TASK STATEMENT:
Please count the lines of the records below that contain the string "shrub" and give only that number.

THE RECORDS:
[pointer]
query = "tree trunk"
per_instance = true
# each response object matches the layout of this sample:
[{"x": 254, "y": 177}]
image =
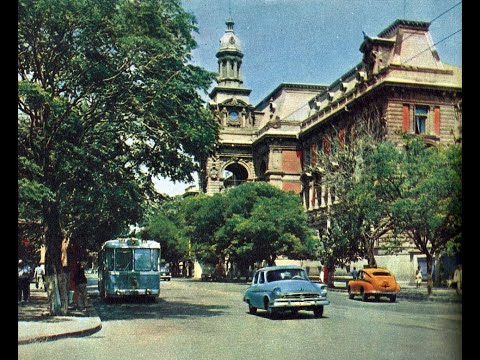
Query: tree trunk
[
  {"x": 437, "y": 279},
  {"x": 429, "y": 273},
  {"x": 54, "y": 273},
  {"x": 370, "y": 246}
]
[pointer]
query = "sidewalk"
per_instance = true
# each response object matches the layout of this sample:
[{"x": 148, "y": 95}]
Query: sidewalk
[{"x": 35, "y": 323}]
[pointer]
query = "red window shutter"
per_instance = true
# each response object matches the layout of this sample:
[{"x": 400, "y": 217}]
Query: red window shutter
[
  {"x": 341, "y": 137},
  {"x": 314, "y": 154},
  {"x": 436, "y": 121},
  {"x": 300, "y": 156},
  {"x": 406, "y": 117}
]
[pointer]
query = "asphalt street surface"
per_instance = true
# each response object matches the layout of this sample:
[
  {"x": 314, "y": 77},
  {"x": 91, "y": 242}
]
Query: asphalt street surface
[{"x": 197, "y": 320}]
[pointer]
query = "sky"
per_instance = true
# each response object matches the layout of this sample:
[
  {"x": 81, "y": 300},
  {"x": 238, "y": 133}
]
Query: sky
[{"x": 309, "y": 41}]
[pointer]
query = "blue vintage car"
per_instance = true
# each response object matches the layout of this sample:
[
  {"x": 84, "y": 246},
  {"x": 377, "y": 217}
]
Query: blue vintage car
[{"x": 282, "y": 288}]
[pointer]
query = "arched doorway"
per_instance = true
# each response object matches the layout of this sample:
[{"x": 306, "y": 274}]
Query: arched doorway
[{"x": 235, "y": 174}]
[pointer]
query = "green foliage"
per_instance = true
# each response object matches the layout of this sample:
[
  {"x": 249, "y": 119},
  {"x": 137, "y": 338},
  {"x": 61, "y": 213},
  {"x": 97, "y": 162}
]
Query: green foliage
[
  {"x": 107, "y": 100},
  {"x": 254, "y": 222},
  {"x": 166, "y": 225},
  {"x": 248, "y": 223}
]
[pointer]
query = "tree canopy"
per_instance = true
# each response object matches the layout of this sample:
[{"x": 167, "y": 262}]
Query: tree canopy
[{"x": 107, "y": 99}]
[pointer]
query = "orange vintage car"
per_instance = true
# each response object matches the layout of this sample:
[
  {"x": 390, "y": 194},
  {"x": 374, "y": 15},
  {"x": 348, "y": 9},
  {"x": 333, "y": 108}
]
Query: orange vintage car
[{"x": 375, "y": 282}]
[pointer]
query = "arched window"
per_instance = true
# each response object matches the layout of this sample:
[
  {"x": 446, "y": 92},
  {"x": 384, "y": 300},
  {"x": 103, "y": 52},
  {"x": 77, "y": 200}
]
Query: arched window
[{"x": 235, "y": 174}]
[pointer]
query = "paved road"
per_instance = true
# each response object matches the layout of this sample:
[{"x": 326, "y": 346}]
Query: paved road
[{"x": 195, "y": 320}]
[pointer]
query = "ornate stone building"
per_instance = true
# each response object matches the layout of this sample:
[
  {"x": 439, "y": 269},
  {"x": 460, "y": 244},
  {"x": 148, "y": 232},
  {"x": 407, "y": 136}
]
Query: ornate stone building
[{"x": 401, "y": 81}]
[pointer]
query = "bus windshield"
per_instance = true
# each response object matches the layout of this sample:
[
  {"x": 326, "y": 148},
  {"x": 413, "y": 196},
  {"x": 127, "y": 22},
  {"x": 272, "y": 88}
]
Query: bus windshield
[
  {"x": 142, "y": 259},
  {"x": 123, "y": 259}
]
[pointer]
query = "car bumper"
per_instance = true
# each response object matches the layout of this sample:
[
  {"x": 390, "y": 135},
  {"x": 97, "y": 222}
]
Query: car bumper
[
  {"x": 134, "y": 292},
  {"x": 382, "y": 293},
  {"x": 299, "y": 303}
]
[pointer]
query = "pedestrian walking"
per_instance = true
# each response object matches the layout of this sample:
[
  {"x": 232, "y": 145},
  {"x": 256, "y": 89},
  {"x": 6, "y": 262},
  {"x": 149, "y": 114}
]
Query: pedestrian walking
[
  {"x": 80, "y": 286},
  {"x": 40, "y": 277},
  {"x": 355, "y": 273},
  {"x": 418, "y": 277},
  {"x": 24, "y": 273}
]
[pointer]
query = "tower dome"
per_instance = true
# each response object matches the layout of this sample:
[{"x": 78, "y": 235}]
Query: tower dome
[{"x": 229, "y": 41}]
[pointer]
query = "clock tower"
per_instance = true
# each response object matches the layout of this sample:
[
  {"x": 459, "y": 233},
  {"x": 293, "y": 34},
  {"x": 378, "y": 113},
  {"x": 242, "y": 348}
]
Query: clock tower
[{"x": 229, "y": 101}]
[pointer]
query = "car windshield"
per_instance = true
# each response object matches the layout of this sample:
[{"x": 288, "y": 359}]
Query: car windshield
[
  {"x": 286, "y": 274},
  {"x": 381, "y": 273}
]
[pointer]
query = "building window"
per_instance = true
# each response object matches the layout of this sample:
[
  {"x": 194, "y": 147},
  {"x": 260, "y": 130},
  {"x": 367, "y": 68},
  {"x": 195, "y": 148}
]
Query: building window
[
  {"x": 308, "y": 157},
  {"x": 421, "y": 115}
]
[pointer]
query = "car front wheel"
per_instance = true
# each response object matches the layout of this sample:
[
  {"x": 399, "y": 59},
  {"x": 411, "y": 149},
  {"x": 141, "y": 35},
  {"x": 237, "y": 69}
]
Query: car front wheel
[
  {"x": 318, "y": 311},
  {"x": 364, "y": 295},
  {"x": 350, "y": 295},
  {"x": 270, "y": 311}
]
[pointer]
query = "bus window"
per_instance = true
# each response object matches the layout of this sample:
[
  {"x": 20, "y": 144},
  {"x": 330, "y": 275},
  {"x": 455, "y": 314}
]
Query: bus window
[
  {"x": 109, "y": 259},
  {"x": 123, "y": 259},
  {"x": 156, "y": 255},
  {"x": 142, "y": 259}
]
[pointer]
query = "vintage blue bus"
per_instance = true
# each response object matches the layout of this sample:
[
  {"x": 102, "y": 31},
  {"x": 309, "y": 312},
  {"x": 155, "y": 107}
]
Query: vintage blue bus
[{"x": 129, "y": 267}]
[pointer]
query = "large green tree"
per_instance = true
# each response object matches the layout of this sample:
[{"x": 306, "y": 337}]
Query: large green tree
[
  {"x": 423, "y": 187},
  {"x": 167, "y": 225},
  {"x": 107, "y": 99},
  {"x": 356, "y": 220},
  {"x": 251, "y": 223}
]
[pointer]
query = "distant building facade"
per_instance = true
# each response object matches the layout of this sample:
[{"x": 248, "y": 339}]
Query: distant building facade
[{"x": 401, "y": 81}]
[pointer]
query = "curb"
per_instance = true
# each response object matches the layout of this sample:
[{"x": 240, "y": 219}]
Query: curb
[{"x": 45, "y": 338}]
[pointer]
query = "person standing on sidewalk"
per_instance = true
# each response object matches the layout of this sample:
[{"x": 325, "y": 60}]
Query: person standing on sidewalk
[
  {"x": 80, "y": 286},
  {"x": 24, "y": 273},
  {"x": 39, "y": 276},
  {"x": 355, "y": 273},
  {"x": 418, "y": 277}
]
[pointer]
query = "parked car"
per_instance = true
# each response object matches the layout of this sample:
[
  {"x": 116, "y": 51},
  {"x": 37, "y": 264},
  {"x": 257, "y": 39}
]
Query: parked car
[
  {"x": 285, "y": 288},
  {"x": 165, "y": 273},
  {"x": 374, "y": 282}
]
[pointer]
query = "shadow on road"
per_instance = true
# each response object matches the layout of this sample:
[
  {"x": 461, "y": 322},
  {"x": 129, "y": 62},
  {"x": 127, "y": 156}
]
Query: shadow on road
[{"x": 130, "y": 309}]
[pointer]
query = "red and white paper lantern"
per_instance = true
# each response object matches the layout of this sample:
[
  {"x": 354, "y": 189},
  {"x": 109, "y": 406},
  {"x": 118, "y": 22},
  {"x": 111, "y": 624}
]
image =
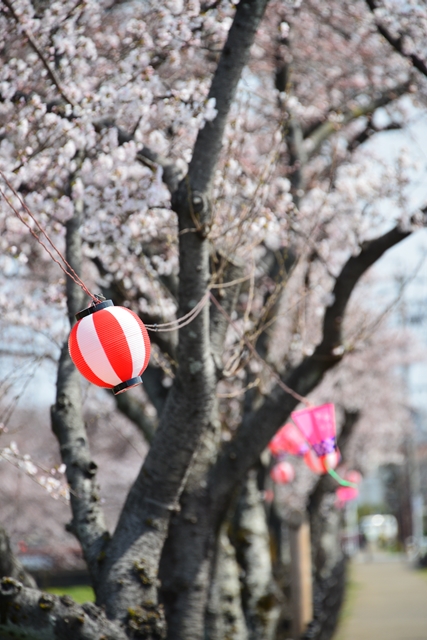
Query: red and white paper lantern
[{"x": 110, "y": 346}]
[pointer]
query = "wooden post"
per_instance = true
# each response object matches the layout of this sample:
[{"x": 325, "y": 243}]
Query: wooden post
[{"x": 301, "y": 578}]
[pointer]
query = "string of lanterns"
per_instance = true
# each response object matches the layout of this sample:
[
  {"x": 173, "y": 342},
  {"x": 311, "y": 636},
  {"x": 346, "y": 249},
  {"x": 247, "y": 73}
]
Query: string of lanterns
[
  {"x": 312, "y": 436},
  {"x": 110, "y": 347}
]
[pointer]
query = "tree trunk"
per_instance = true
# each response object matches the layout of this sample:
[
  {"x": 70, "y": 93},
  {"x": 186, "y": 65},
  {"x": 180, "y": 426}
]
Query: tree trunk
[
  {"x": 224, "y": 617},
  {"x": 252, "y": 541},
  {"x": 10, "y": 566}
]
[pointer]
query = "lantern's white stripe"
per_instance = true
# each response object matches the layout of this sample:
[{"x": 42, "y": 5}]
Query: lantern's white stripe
[
  {"x": 134, "y": 336},
  {"x": 93, "y": 353}
]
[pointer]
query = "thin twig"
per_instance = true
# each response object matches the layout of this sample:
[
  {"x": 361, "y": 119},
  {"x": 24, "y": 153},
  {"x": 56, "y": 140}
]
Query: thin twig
[{"x": 51, "y": 73}]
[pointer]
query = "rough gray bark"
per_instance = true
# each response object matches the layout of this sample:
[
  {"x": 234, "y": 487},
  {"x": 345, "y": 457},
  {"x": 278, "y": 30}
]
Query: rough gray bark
[
  {"x": 133, "y": 556},
  {"x": 224, "y": 616},
  {"x": 30, "y": 614},
  {"x": 252, "y": 542},
  {"x": 329, "y": 560},
  {"x": 10, "y": 565},
  {"x": 258, "y": 427},
  {"x": 187, "y": 556}
]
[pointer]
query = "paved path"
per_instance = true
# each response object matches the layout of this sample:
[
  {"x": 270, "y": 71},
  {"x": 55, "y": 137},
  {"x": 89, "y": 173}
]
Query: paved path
[{"x": 390, "y": 602}]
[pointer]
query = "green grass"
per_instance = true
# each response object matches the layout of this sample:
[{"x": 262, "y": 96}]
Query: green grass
[
  {"x": 80, "y": 594},
  {"x": 352, "y": 589}
]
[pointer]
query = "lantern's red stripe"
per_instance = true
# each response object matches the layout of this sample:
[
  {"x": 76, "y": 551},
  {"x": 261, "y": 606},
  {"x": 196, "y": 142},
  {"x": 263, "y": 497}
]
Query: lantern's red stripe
[
  {"x": 114, "y": 342},
  {"x": 80, "y": 362},
  {"x": 146, "y": 339}
]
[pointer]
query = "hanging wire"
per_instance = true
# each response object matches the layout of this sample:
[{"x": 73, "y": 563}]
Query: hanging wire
[
  {"x": 69, "y": 271},
  {"x": 167, "y": 326}
]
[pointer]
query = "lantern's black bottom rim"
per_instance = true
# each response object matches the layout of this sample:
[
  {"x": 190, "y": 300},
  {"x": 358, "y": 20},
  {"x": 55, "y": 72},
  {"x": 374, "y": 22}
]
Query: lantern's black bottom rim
[{"x": 128, "y": 384}]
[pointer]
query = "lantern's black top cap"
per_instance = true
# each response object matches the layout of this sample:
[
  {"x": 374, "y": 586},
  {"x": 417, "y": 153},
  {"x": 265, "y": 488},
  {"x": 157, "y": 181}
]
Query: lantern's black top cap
[{"x": 94, "y": 308}]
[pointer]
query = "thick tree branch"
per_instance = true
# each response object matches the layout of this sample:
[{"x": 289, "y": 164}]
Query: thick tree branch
[
  {"x": 172, "y": 174},
  {"x": 132, "y": 409},
  {"x": 227, "y": 271},
  {"x": 132, "y": 560},
  {"x": 68, "y": 426},
  {"x": 397, "y": 43},
  {"x": 167, "y": 342},
  {"x": 258, "y": 428},
  {"x": 33, "y": 615},
  {"x": 251, "y": 539},
  {"x": 233, "y": 58},
  {"x": 369, "y": 131}
]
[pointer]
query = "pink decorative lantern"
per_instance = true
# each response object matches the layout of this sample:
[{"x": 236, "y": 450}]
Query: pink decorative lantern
[
  {"x": 288, "y": 439},
  {"x": 110, "y": 346},
  {"x": 317, "y": 424},
  {"x": 344, "y": 495},
  {"x": 282, "y": 473},
  {"x": 321, "y": 465}
]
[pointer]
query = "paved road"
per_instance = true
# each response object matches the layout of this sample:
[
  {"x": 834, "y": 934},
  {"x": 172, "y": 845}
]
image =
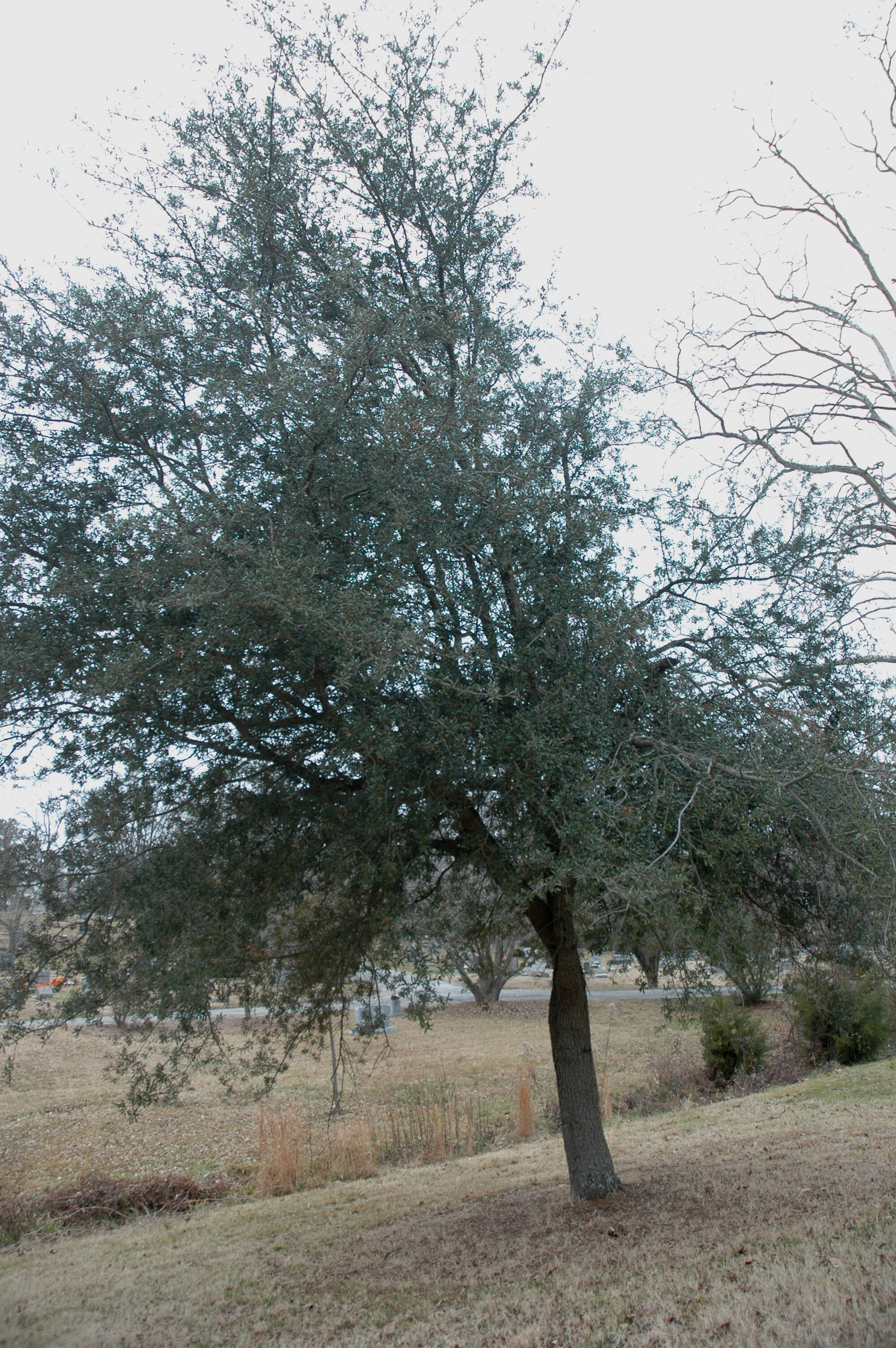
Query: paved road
[{"x": 457, "y": 993}]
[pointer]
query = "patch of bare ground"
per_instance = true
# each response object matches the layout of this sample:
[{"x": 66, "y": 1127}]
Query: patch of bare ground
[{"x": 754, "y": 1222}]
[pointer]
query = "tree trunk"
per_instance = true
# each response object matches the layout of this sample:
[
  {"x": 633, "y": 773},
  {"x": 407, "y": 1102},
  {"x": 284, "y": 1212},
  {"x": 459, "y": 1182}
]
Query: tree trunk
[
  {"x": 588, "y": 1157},
  {"x": 649, "y": 955}
]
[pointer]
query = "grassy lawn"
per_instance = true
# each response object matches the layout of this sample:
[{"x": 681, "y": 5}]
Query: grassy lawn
[
  {"x": 61, "y": 1119},
  {"x": 758, "y": 1220}
]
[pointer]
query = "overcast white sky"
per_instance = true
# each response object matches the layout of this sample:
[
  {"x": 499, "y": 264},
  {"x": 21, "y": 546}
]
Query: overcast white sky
[{"x": 649, "y": 122}]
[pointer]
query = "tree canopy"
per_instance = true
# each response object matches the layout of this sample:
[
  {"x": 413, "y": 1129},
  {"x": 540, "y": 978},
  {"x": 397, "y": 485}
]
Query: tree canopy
[{"x": 314, "y": 533}]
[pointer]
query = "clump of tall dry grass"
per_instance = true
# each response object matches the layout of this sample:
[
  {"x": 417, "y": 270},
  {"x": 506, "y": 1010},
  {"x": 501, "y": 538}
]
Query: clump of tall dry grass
[
  {"x": 422, "y": 1122},
  {"x": 525, "y": 1114}
]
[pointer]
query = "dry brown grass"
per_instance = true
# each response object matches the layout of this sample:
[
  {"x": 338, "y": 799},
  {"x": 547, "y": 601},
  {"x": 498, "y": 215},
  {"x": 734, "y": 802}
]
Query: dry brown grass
[
  {"x": 61, "y": 1119},
  {"x": 767, "y": 1220}
]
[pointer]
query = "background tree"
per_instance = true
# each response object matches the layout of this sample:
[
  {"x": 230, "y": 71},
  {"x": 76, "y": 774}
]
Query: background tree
[
  {"x": 793, "y": 385},
  {"x": 474, "y": 935}
]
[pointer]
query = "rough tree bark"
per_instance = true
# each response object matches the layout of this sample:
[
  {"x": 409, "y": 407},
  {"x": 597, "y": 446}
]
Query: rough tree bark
[{"x": 588, "y": 1157}]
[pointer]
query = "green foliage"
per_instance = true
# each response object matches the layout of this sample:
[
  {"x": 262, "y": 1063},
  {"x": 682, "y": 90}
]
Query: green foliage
[
  {"x": 843, "y": 1015},
  {"x": 733, "y": 1040}
]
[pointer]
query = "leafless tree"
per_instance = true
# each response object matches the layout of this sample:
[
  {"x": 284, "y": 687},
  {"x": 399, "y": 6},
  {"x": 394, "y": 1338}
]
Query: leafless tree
[{"x": 797, "y": 385}]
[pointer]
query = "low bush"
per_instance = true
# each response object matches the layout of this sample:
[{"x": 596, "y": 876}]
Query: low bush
[
  {"x": 733, "y": 1040},
  {"x": 100, "y": 1199},
  {"x": 841, "y": 1015}
]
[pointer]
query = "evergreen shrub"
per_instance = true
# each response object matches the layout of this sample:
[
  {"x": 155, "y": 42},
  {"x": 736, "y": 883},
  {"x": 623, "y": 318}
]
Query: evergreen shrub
[
  {"x": 733, "y": 1040},
  {"x": 841, "y": 1015}
]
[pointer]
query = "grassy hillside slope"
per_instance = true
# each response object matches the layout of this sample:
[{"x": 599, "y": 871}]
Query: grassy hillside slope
[{"x": 763, "y": 1220}]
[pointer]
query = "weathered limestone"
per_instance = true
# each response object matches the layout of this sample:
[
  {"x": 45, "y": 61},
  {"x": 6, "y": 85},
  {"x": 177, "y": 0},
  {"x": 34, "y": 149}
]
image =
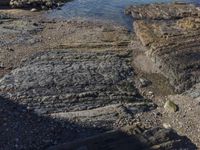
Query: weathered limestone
[
  {"x": 33, "y": 3},
  {"x": 71, "y": 80},
  {"x": 173, "y": 44},
  {"x": 4, "y": 2},
  {"x": 137, "y": 139},
  {"x": 163, "y": 11}
]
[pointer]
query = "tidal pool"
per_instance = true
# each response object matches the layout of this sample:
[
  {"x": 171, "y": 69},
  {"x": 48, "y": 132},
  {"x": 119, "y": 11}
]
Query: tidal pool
[{"x": 108, "y": 10}]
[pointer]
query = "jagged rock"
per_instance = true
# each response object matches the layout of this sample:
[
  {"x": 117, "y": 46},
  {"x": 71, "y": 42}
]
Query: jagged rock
[
  {"x": 173, "y": 44},
  {"x": 108, "y": 117},
  {"x": 4, "y": 2},
  {"x": 137, "y": 139},
  {"x": 70, "y": 80},
  {"x": 33, "y": 3},
  {"x": 163, "y": 11}
]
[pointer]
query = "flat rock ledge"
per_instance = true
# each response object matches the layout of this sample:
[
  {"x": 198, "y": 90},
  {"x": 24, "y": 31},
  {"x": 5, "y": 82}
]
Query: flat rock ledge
[
  {"x": 170, "y": 32},
  {"x": 81, "y": 98},
  {"x": 58, "y": 81}
]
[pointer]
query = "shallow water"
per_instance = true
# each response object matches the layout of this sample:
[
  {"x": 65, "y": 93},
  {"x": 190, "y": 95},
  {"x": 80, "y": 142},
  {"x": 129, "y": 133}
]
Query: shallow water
[{"x": 108, "y": 10}]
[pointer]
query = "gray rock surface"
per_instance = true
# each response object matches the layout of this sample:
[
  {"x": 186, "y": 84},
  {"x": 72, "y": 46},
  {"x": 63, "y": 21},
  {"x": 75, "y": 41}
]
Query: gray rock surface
[
  {"x": 137, "y": 139},
  {"x": 33, "y": 3},
  {"x": 71, "y": 80},
  {"x": 172, "y": 42}
]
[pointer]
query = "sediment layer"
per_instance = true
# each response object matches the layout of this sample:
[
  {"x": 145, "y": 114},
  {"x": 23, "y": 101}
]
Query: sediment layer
[{"x": 172, "y": 42}]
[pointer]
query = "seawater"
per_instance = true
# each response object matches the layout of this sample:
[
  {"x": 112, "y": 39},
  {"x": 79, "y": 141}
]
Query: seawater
[{"x": 107, "y": 10}]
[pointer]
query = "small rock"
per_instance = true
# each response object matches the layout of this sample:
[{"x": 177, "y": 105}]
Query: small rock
[
  {"x": 170, "y": 106},
  {"x": 166, "y": 125},
  {"x": 144, "y": 82},
  {"x": 33, "y": 10}
]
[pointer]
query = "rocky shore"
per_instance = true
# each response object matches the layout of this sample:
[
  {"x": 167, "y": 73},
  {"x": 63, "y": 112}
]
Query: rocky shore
[{"x": 82, "y": 84}]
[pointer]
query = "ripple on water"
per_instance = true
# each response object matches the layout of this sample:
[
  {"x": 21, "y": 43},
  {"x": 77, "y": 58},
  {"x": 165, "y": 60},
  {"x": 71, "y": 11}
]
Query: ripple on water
[{"x": 108, "y": 10}]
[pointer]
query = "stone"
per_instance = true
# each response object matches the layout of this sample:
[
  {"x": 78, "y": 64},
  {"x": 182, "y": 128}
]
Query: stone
[
  {"x": 166, "y": 125},
  {"x": 153, "y": 138},
  {"x": 170, "y": 106},
  {"x": 4, "y": 2},
  {"x": 33, "y": 10},
  {"x": 32, "y": 3},
  {"x": 69, "y": 80},
  {"x": 144, "y": 82},
  {"x": 163, "y": 11},
  {"x": 171, "y": 40}
]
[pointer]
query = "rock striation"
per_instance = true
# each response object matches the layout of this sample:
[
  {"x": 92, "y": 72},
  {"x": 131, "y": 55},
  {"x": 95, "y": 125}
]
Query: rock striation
[
  {"x": 137, "y": 138},
  {"x": 70, "y": 80},
  {"x": 172, "y": 40}
]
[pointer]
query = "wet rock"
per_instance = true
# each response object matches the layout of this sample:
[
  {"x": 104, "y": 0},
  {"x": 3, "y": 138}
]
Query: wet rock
[
  {"x": 4, "y": 2},
  {"x": 172, "y": 42},
  {"x": 170, "y": 106},
  {"x": 33, "y": 3},
  {"x": 163, "y": 11},
  {"x": 155, "y": 138},
  {"x": 33, "y": 10},
  {"x": 71, "y": 80},
  {"x": 144, "y": 82}
]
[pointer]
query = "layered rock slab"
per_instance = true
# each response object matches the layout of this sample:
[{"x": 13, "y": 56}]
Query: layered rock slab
[
  {"x": 71, "y": 80},
  {"x": 133, "y": 138},
  {"x": 173, "y": 44}
]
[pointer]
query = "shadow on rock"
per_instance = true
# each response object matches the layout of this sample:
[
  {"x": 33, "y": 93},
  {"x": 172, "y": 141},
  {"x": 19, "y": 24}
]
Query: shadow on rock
[{"x": 22, "y": 129}]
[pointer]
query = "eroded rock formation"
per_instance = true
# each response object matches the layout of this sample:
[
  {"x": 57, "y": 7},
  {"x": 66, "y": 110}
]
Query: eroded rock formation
[{"x": 172, "y": 40}]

ANSWER TO THE TASK:
2